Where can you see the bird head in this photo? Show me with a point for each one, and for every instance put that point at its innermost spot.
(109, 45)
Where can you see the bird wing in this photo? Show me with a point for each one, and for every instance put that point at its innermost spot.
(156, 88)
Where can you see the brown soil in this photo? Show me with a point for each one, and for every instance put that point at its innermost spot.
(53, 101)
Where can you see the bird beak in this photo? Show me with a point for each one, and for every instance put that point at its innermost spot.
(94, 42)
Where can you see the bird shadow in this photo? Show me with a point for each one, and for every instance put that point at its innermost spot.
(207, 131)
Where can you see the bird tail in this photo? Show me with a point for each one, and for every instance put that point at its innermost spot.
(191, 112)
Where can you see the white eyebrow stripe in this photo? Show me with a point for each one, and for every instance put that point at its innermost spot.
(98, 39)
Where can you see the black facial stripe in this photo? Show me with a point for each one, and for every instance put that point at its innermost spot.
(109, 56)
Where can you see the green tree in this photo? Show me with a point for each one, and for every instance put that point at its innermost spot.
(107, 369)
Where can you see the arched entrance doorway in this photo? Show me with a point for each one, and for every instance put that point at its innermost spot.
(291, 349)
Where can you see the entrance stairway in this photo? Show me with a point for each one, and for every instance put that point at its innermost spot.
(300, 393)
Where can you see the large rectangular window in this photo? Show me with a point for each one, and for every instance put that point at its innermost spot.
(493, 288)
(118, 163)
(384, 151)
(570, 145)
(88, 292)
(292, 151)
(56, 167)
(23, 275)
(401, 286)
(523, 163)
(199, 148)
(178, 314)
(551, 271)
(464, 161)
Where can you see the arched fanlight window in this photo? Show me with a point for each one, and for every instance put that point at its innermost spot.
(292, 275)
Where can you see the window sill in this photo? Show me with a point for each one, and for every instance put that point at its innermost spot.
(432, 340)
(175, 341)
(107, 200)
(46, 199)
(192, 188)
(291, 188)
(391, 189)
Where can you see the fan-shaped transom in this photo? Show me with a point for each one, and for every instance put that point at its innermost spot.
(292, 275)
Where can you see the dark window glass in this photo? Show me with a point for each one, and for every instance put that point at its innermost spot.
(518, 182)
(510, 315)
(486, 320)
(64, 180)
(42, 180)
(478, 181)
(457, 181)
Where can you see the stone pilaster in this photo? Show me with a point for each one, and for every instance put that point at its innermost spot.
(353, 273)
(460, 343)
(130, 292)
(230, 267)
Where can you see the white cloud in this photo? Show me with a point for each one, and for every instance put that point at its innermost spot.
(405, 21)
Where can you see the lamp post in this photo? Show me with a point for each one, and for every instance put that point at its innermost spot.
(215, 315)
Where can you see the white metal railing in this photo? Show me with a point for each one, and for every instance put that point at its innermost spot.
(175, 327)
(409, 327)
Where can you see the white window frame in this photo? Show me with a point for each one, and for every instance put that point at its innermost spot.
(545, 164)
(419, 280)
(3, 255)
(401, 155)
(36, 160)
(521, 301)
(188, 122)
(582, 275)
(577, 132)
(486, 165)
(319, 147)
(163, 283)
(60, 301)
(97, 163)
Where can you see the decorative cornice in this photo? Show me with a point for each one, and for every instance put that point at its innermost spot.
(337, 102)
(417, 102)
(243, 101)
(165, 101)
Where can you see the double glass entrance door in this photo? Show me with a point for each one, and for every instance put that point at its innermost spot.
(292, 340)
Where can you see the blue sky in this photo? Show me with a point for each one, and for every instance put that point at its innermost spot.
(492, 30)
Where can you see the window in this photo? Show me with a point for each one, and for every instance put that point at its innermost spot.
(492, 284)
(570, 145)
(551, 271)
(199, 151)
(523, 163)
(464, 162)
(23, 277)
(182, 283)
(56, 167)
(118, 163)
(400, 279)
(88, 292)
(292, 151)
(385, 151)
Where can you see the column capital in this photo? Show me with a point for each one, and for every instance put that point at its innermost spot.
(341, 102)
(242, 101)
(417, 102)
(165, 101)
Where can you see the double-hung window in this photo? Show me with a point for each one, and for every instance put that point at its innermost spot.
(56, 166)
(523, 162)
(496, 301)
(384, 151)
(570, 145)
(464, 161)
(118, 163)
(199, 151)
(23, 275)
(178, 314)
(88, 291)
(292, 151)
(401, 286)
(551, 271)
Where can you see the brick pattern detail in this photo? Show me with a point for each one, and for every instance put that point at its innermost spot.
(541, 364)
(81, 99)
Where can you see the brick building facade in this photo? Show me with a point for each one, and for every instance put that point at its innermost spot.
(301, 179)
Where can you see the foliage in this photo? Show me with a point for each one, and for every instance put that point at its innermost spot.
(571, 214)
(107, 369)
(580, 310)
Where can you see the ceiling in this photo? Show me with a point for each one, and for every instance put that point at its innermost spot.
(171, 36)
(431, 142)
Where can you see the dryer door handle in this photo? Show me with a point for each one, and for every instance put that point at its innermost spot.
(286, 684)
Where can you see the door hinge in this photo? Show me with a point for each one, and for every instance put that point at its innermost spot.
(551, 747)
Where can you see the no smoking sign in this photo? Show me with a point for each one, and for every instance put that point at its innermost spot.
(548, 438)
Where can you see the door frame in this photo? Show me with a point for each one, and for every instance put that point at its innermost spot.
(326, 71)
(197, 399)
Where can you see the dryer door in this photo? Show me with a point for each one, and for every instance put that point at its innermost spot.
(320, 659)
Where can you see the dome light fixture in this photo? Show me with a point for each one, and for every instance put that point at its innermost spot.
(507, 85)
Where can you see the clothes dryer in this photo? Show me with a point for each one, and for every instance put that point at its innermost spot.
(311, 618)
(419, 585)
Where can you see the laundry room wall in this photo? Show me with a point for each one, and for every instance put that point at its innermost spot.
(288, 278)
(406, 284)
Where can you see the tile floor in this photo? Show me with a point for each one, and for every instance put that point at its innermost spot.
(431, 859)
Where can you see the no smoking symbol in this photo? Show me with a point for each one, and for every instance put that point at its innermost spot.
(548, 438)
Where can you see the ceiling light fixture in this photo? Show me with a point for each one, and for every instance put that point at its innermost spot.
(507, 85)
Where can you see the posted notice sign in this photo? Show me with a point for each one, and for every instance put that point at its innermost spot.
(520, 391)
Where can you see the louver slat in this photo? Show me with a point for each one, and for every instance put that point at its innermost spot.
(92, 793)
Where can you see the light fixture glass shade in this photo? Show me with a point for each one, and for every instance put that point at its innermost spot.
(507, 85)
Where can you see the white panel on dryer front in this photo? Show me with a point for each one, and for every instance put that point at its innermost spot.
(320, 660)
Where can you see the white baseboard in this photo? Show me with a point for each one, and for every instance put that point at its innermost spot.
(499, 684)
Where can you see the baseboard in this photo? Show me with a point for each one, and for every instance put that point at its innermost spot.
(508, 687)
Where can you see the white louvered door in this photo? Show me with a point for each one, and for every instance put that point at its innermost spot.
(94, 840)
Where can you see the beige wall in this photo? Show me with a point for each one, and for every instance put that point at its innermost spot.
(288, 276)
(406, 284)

- - - - - - -

PROBLEM TO WORK ON >> Write out every record, exactly as written.

ANSWER TO THE EXERCISE >>
Where can you see the bird head in this photo? Show me with a point for each one, and for every instance put that point at its innermost spot.
(109, 45)
Where can you see the bird wing in this photo? Show me with a point for each one, and for every instance put that point at its innermost spot.
(156, 88)
Where can you see the brown soil in this photo? Show me with a point for each one, and for every instance put that point at its innermost spot.
(53, 101)
Where can you see the bird beak in this photo? Show me with a point for each one, and for every instance put that point at its innermost spot.
(94, 42)
Where can you see the bird shadow in this photo? Show me with a point for each one, and for every instance put that point at its innermost spot.
(207, 131)
Where can you see the bird tail in this photo? Show me with a point for each one, and for every instance put that point at its innermost spot.
(191, 112)
Where can you see the white eyebrow stripe in this photo? Show me with a point for each one, and for every instance put that point at its innermost spot.
(98, 39)
Where can you see the black facial stripe in this photo? Show me with a point for each one, and for every instance put that point at its innermost spot.
(109, 56)
Where can you see the green tree in this photo? Show me with a point for each one, and for every instance put that point at its innermost spot.
(107, 369)
Where can you see the arched entrance doorway in this photo? Show me with a point for each one, and for every instance put that point at its innermost spot.
(291, 349)
Where can you see the entrance stairway in this photo? Show me with a point for each one, and for every instance put that point at its innermost spot.
(300, 393)
Where can you see the large rectangular window in this photo? Show me with a point for each one, and for every instance put that point at its innermost spot.
(493, 288)
(118, 163)
(384, 151)
(570, 145)
(88, 292)
(292, 151)
(56, 167)
(23, 275)
(401, 286)
(523, 163)
(199, 148)
(178, 314)
(551, 271)
(464, 161)
Where can you see the arched fanlight window in this photo? Show me with a point for each one, and for every instance put that point at its innermost spot.
(292, 275)
Where can you see the window sill in this photo? Show me with a point for each one, and for every instance put that point at its innermost spot.
(432, 340)
(175, 341)
(107, 200)
(46, 199)
(192, 188)
(291, 188)
(391, 189)
Where can you see the fan-shaped transom in this photo? Show me with a point for each one, and for every instance put that point at its innermost spot.
(292, 275)
Where can you see the dark window glass in this photo? Show me with a point for each one, and for every instance put that point at its innermost spot.
(518, 182)
(510, 315)
(486, 320)
(64, 180)
(42, 180)
(478, 181)
(457, 181)
Where can you see the stone pilaster in this photo? Show me with a point for each one, and for every instance put that point at its innermost spot.
(353, 273)
(460, 343)
(130, 292)
(230, 267)
Where can you see the white cloud in this photo? Show me with a point for each one, and for every instance put that point at its innermost spot.
(405, 21)
Where can you see the lamp post in this photo? Show me with a point for each one, and for every instance put that point at its innermost spot.
(215, 315)
Where can you see the white metal railing in this photo? Show me with a point for each one, and for every instance put that point at its innermost spot.
(175, 327)
(409, 327)
Where can you see the white window frame in this photo? Show me with a point for each one, and for every instance put that point at its innermost spot.
(545, 164)
(419, 280)
(3, 255)
(401, 155)
(36, 160)
(521, 301)
(188, 122)
(582, 275)
(577, 132)
(486, 165)
(319, 147)
(163, 283)
(60, 301)
(97, 163)
Where can you see the decorative cornice in this photo? Show me with a point for each one, and for every instance put that point at its innermost spot.
(337, 102)
(417, 102)
(243, 101)
(165, 101)
Where can you see the double glass entrance door in this photo? Show me with a point for each one, and for every instance put that point at its innermost spot.
(292, 340)
Where can you see the blue sky in this photo? Show me with a point for each one, and for every instance put that point at its innermost spot.
(492, 30)
Where can you see the window in this photo? Show me with a point for each one, and for every instance put that point at its innermost spot.
(492, 284)
(570, 145)
(551, 271)
(199, 151)
(523, 163)
(464, 162)
(23, 277)
(182, 283)
(56, 167)
(118, 163)
(400, 279)
(88, 292)
(292, 151)
(385, 151)
Where can you see the column capital in this photo? Show me with a point for each one, and for every instance put that point at its innermost spot.
(341, 102)
(242, 101)
(417, 102)
(165, 101)
Where can you see the double-hung window in this photo? Show me with a point for each one, and for every instance put that point at its innermost spot.
(56, 166)
(523, 162)
(496, 301)
(384, 151)
(570, 145)
(464, 161)
(118, 163)
(199, 151)
(23, 275)
(178, 314)
(88, 291)
(292, 151)
(401, 286)
(551, 271)
Where can you see the brick pattern detail in this photo? Show me with a point for each one, and for every instance put that point at its innermost spot.
(541, 364)
(81, 99)
Where can you see the brick building facade in this photo? Show me with a point for each one, and for every instance put that point at its innermost spot.
(301, 179)
Where can you see the foliage in this photo? Show me with a point for each one, and for every instance put that point at its innermost spot.
(571, 214)
(107, 369)
(580, 310)
Where can you see the ceiling in this photo? Show me with a point for each one, and for every instance put that point at its innermost spot.
(171, 36)
(431, 142)
Where can you see the dryer door handle in this photo? Show me with a point for each one, and for every instance put that point at its innermost spot.
(286, 684)
Where can you see the door hinge in this photo? Show me with a point for each one, and for every instance put that point at its innermost spot.
(551, 747)
Where can you see the no smoking sign in this photo? Show me with a point for each one, and for every instance put that point at its innermost spot.
(548, 438)
Where can you see the door frame in this photo? Show me with a point for each one, and for every instance put that point at its innermost spot.
(326, 71)
(197, 399)
Where can you see the dryer door in this photo? Show me with a point for each one, and for every instance put that point at its innermost spot.
(320, 659)
Where can you see the dome light fixture in this photo? Show me with a point for each one, and for every instance put that point at its innermost spot.
(507, 85)
Where can you see the clothes dryer in this photo? Show me with a point for each one, and for every instance put that point at its innermost spot.
(311, 618)
(419, 585)
Where can you see the laundry room wall in this photo? Show me with a point for each one, and for every instance put that point at its innermost spot.
(288, 278)
(406, 284)
Where can you see the tile floor in this photo? Show me with a point for each one, and for every instance put that point at its innermost spot.
(431, 859)
Where can you see the no smoking symbol in this photo? Show me with a point for each one, and for every instance put that point at its innermost spot.
(548, 438)
Where can you see the ceiling light fixture in this photo? Show me with a point for each one, and for every instance put that point at its innermost spot.
(507, 85)
Where can you see the posted notice sign in this photo? Show me with a point for each one, and for every instance put that point at its innermost spot.
(520, 391)
Where can you see the louver slat in this photo? Show me with a point for each one, and for every instance put that point at its innermost spot.
(92, 793)
Where can you see the light fixture glass shade in this photo? Show me with a point for each one, and for every instance put that point at its innermost spot.
(507, 85)
Where can you see the white panel on dryer front in this photo? Show me with a point for each one, and for every instance put that point at its innermost spot.
(320, 660)
Where can you see the white baseboard in this photo? Show me with a point for each one, and for every instance put that point at its innermost spot.
(499, 684)
Where can you see the baseboard in this photo? Show me with a point for each one, and for every instance put that point at its innermost spot.
(508, 687)
Where can you see the white louvered door in this photo? Show me with a point for each one, and for every instance put that point at its innermost spot.
(94, 840)
Where can you see the beige wall in this photo? Show me with a point for each one, and for every instance put that point at its innermost spot.
(288, 276)
(406, 284)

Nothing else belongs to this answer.